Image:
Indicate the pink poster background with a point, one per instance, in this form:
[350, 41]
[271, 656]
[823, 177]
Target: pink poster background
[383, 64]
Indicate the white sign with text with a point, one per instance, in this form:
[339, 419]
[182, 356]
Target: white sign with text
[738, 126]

What the task asks> Set down every line above word for word, with nothing changed.

Task result>
Image:
Indicate the pink poster background with a point, one per instance, in this form:
[350, 41]
[271, 656]
[823, 177]
Target: pink poster background
[383, 64]
Indicate the white sign with text with a point, one per instance, in this form:
[339, 419]
[182, 356]
Target: white sign with text
[738, 126]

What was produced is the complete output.